*** Given records ***
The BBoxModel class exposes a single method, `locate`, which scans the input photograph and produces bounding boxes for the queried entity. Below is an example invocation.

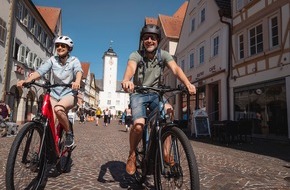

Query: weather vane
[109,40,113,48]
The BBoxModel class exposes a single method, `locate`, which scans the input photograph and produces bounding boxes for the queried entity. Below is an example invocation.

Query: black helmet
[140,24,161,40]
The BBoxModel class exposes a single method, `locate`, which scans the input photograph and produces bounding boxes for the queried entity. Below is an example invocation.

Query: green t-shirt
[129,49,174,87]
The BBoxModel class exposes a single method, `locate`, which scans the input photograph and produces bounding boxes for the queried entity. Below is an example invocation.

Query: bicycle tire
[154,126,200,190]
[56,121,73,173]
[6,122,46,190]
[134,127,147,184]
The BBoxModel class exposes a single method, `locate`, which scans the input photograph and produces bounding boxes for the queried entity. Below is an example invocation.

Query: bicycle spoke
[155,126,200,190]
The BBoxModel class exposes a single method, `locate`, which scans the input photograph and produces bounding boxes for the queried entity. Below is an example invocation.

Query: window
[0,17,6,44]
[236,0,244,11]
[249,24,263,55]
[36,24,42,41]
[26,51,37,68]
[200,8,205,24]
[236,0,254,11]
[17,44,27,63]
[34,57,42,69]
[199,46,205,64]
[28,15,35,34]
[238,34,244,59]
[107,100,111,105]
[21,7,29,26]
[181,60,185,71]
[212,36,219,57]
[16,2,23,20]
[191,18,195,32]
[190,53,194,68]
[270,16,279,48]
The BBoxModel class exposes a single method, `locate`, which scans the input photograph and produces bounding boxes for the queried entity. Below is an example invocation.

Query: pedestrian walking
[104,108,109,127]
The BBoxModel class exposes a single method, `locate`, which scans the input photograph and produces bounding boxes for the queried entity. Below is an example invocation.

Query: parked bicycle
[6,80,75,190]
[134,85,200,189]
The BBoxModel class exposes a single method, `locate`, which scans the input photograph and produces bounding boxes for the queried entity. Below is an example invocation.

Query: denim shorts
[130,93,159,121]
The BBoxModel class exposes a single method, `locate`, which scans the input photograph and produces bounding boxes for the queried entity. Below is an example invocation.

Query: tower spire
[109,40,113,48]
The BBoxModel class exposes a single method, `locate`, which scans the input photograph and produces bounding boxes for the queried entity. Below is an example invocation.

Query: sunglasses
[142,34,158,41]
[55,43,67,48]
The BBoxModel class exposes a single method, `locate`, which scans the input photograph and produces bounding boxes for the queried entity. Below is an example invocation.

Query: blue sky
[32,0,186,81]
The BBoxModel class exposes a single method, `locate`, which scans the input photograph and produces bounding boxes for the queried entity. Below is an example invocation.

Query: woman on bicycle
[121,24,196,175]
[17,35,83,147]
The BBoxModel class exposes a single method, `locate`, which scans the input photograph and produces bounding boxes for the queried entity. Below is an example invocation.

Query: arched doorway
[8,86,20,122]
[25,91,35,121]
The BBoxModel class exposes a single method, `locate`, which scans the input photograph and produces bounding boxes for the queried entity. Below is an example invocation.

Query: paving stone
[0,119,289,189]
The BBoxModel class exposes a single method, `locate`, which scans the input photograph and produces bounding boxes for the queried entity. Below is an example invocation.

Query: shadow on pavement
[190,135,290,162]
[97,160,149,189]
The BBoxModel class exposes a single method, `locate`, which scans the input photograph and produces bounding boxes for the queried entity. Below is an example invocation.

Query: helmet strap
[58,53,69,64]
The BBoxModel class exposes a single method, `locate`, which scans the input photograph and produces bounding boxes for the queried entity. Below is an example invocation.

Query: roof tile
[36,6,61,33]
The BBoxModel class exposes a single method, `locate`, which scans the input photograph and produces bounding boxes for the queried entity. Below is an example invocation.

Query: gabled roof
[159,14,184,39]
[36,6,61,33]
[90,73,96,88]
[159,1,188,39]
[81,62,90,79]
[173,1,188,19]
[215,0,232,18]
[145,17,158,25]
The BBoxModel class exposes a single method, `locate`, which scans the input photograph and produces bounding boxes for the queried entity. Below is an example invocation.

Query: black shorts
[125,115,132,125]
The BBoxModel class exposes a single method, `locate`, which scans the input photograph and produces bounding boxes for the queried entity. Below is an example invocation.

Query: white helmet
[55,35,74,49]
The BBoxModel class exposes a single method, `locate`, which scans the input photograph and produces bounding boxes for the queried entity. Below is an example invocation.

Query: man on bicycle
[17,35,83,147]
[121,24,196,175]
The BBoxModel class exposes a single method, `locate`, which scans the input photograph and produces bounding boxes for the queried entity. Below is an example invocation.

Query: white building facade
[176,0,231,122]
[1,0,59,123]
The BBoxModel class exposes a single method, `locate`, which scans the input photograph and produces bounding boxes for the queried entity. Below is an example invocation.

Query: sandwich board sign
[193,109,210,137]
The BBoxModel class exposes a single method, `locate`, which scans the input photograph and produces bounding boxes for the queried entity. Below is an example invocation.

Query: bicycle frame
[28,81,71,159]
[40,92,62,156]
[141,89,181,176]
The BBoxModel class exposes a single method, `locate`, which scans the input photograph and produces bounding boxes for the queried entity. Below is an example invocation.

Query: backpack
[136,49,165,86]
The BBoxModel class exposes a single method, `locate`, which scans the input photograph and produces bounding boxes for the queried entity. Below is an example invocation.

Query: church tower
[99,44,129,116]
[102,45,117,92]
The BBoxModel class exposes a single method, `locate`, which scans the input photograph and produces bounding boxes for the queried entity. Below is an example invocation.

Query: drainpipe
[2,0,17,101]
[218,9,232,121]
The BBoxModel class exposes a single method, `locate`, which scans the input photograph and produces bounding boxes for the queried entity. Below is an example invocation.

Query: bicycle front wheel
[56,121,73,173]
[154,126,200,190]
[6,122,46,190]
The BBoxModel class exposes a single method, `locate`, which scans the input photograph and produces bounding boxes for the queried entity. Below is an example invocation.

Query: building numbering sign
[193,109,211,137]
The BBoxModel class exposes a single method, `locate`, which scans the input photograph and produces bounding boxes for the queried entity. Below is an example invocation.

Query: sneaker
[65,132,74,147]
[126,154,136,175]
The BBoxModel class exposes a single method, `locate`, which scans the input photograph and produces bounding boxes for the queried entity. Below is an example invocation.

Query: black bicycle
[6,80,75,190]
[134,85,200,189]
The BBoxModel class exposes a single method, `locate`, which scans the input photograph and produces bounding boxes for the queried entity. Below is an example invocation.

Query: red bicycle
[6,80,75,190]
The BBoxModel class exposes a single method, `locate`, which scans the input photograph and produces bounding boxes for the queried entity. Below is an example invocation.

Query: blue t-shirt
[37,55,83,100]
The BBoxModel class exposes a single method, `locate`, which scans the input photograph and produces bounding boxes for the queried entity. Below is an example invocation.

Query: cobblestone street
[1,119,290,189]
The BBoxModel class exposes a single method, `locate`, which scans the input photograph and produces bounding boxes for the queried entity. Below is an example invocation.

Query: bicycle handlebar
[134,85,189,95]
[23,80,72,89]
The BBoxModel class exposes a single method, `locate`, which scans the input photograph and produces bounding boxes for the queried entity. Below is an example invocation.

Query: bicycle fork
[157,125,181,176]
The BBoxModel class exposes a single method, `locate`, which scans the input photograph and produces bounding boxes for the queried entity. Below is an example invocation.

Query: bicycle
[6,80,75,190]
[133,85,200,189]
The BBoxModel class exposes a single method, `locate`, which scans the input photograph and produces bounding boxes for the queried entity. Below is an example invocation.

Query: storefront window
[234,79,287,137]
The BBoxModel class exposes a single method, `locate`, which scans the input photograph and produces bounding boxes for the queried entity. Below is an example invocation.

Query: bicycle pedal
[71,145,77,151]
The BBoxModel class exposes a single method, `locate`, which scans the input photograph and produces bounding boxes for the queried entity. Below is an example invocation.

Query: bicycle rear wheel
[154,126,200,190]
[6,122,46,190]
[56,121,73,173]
***
Work request - Line by line, write out the entries exactly, and leave the pictures out.

Task solution -
The BBoxModel class exposes a single method, `locate`, which scans the input photograph and produces bounding boxes for the queried entity. Below is an example invocation.


Query: weather vane
[109,40,113,48]
The BBoxModel class exposes a single method, `locate`, which scans the input photograph and produces bounding boxes for the queried entity. Below is an example invocation.

Query: black helmet
[140,24,161,40]
The BBoxModel class exposes a single method, `locate`, which scans the input photograph and produces bounding boxes for the queried entity. Below is an example invocation.

Query: green t-shirt
[129,49,174,87]
The BBoxModel class exposes a single method, `locate`, which scans the input photograph and produces bounding boxes for the queried entity. Below is an example invocation.

Query: bicycle tire
[154,126,200,190]
[56,121,73,173]
[6,122,46,190]
[134,127,147,184]
The BBoxModel class exposes a single method, `locate`, which scans the input photograph and produces bounding boxes for the queried entity. Below is an example invocation.

Query: bicycle spoke
[155,126,200,190]
The BBoxModel class exposes a single method, `locate`, which scans the input photograph and produces bounding boxes for the queried entity. Below is an example invocation.

Query: window
[0,17,6,44]
[236,0,244,11]
[249,24,263,55]
[36,24,42,41]
[26,51,37,68]
[200,8,205,24]
[236,0,254,11]
[17,44,27,63]
[34,57,42,69]
[199,46,205,64]
[28,15,35,34]
[238,34,244,59]
[107,100,111,105]
[21,7,29,26]
[181,60,185,71]
[212,36,219,57]
[16,2,23,20]
[191,18,195,32]
[190,53,194,68]
[270,16,279,48]
The BBoxModel class exposes a single method, `locate`, which scans the input photograph and produces bounding boxes for the queried entity. Below is an example invocation.

Query: pedestrian walking
[104,108,109,127]
The BBoxModel class exposes a single method, `locate`, which scans the input photograph and produces bounding boxes for the queried entity. Below is an example invocation.

Query: parked bicycle
[6,80,75,190]
[134,85,200,189]
The BBoxModel class exposes a single method, `locate`, which scans the input photograph and produces bounding boxes for the queried entity. Below is an example invocation.

Query: denim shorts
[130,93,159,121]
The BBoxModel class exposes a single method, `locate`, which scans the input photograph and produces bounding boxes for the queried entity. Below is an example invocation.

Query: tower spire
[109,40,113,48]
The BBoxModel class exposes a single method, `locate`, which scans the input photograph and produces bounding boxes for the queried entity. Below is an example invocation.

Query: sunglasses
[142,34,158,41]
[55,43,67,48]
The BBoxModel class exposes a single method, `locate`, which scans the input photograph and produces bounding boxes for the queried entity. Below is an example invocation.

Query: blue sky
[32,0,186,81]
The BBoxModel class exposes a single method, `locate`, which scans the input photograph and produces bounding boxes for the queried entity. Below is an example invocation.

Query: woman on bicycle
[121,24,196,175]
[17,35,83,147]
The BBoxModel class exposes a single method, `locate`, which scans the input photograph and produces bounding boxes for the queried entity. Below is an example invocation.

Query: arched doorway
[8,86,20,122]
[25,91,35,121]
The BBoxModel class exposes a single method, `locate`, which scans the input photograph and produces bounding boxes for the queried entity. Below is an example invocation.

Query: paving stone
[0,119,289,189]
The BBoxModel class exposes a single method, `locate`, which scans the input photograph and produces bounding boxes for the queried entity. Below is an example invocation.

Query: shadow on pavement
[190,135,290,162]
[97,160,149,189]
The BBoxModel class exposes a single method, `locate`, which scans the input photograph and produces bounding boxes for the queried entity. Below is an example invocation.

Query: helmet strap
[58,53,69,64]
The BBoxModel class exposes a single method, `locate`, which scans the input photograph and produces bounding boxes for the queried entity. Below is an example invocation.

Query: roof tile
[36,6,61,33]
The BBoxModel class exposes a single method, `locate`, which scans the input photograph and produces bounding boxes for the queried entity. Below is an example invocation.

Query: gabled roof
[159,14,184,39]
[36,6,61,33]
[90,73,96,88]
[159,1,188,39]
[81,62,90,79]
[173,1,188,19]
[215,0,232,18]
[145,17,158,25]
The BBoxModel class exposes a single method, `locate`, which scans the input photograph and produces bounding boxes for the queried entity. Below is an example invocation.

Query: black shorts
[125,115,132,125]
The BBoxModel class exposes a single method, `locate`, which scans the input photograph and produces bounding boxes for the queried entity. Below is an example invocation.

Query: white helmet
[55,35,74,49]
The BBoxModel class exposes a single method, `locate`, which scans the input photograph and produces bounding boxes for the queried entity. Below is an example invocation.

Query: man on bicycle
[17,35,83,147]
[121,24,196,175]
The BBoxModel class exposes a single method, `locate`, which scans the input photograph and produces bounding boxes for the queried entity. Below is an example invocation.

Query: white building facade
[176,0,231,122]
[1,0,59,123]
The BBoxModel class exposes a single method, `locate`, which scans the input photograph and produces bounding boxes for the queried entity. Below is an example invocation.

Query: sandwich board sign
[193,109,210,137]
The BBoxModel class exposes a single method, `locate`, which scans the input photograph and produces bounding boxes for the queried entity. Below is an example invocation.

Query: bicycle frame
[28,81,71,159]
[40,92,62,156]
[141,89,181,176]
The BBoxModel class exposes a single method, `locate`, which scans the input photograph and produces bounding boxes for the queried entity. Below is an example invocation.

Query: backpack
[136,49,165,86]
The BBoxModel class exposes a single method, `locate`, which scans the input photograph and produces bounding boxes for the queried entity. Below is an example invocation.

Query: church tower
[99,44,129,116]
[102,45,117,92]
The BBoxModel class exposes a single method, `locate`, which scans the input photograph and produces bounding boxes for the queried entity. Below is an example invocation.

Query: drainpipe
[2,0,17,101]
[218,9,232,121]
The BBoxModel class exposes a single method, `locate`, which scans the input photograph and produces bounding boxes for the queried entity. Below is an example invocation.

Query: bicycle front wheel
[56,121,73,173]
[154,126,200,190]
[6,122,46,190]
The BBoxModel class exposes a single method, `locate`, which scans the input photograph and produces bounding boxes for the queried entity. Below is an example invocation.

Query: building numbering sign
[193,109,211,137]
The BBoxModel class exposes a single method, `locate`, which scans the input photograph and produces bounding boxes for the queried entity. Below is an example invocation.

Query: sneaker
[65,132,74,147]
[126,154,136,175]
The BBoxModel class exposes a single method, `locate`, which scans the input photograph and produces bounding boxes for the queried entity. Below is an example invocation.

Query: black bicycle
[6,80,75,190]
[134,85,200,189]
The BBoxModel class exposes a single method, `locate`, which scans the input photograph and produces bounding boxes for the queried entity. Below is an example invocation.

Query: red bicycle
[6,80,75,190]
The BBoxModel class exposes a single method, `locate`, which scans the input photograph and produces bounding boxes for the queried entity. Below is an example invocation.

Query: blue t-shirt
[37,55,83,100]
The BBoxModel class exposes a single method, `locate`, which scans the input photograph and produces bounding boxes for the queried entity. Below is an example invocation.

Query: cobblestone street
[1,119,290,189]
The BBoxModel class exposes a single method, `locate`, which scans the input photograph and produces bounding boxes for the queried entity. Below is an example invocation.

Query: bicycle handlebar
[134,85,189,95]
[23,80,72,89]
The BBoxModel class exposes a single method, `locate`, which scans the input photograph and produces bounding boxes for the queried entity. Below is an example invocation.

Query: bicycle fork
[157,125,181,176]
The BBoxModel class exposes a single method, `locate`, which scans the input photograph and produces bounding boxes for the queried entity. Below is an example invocation.

Query: bicycle
[6,80,75,190]
[133,85,200,189]
The BBoxModel class exposes a single method, `locate`, which scans the input photograph and produces bounding boxes for the queried entity. Below is an example invocation.

Query: storefront window
[234,79,287,137]
The BBoxModel class exposes a single method, `locate`, which scans the input photograph and produces bounding boxes for the queried entity. Below is an example invocation.

Query: bicycle pedal
[71,145,77,151]
The BBoxModel class exposes a single method, `locate`, which scans the input photograph and produces bounding boxes for the queried entity. Below is an example invocation.

Query: bicycle rear wheel
[154,126,200,190]
[6,122,46,190]
[56,121,73,173]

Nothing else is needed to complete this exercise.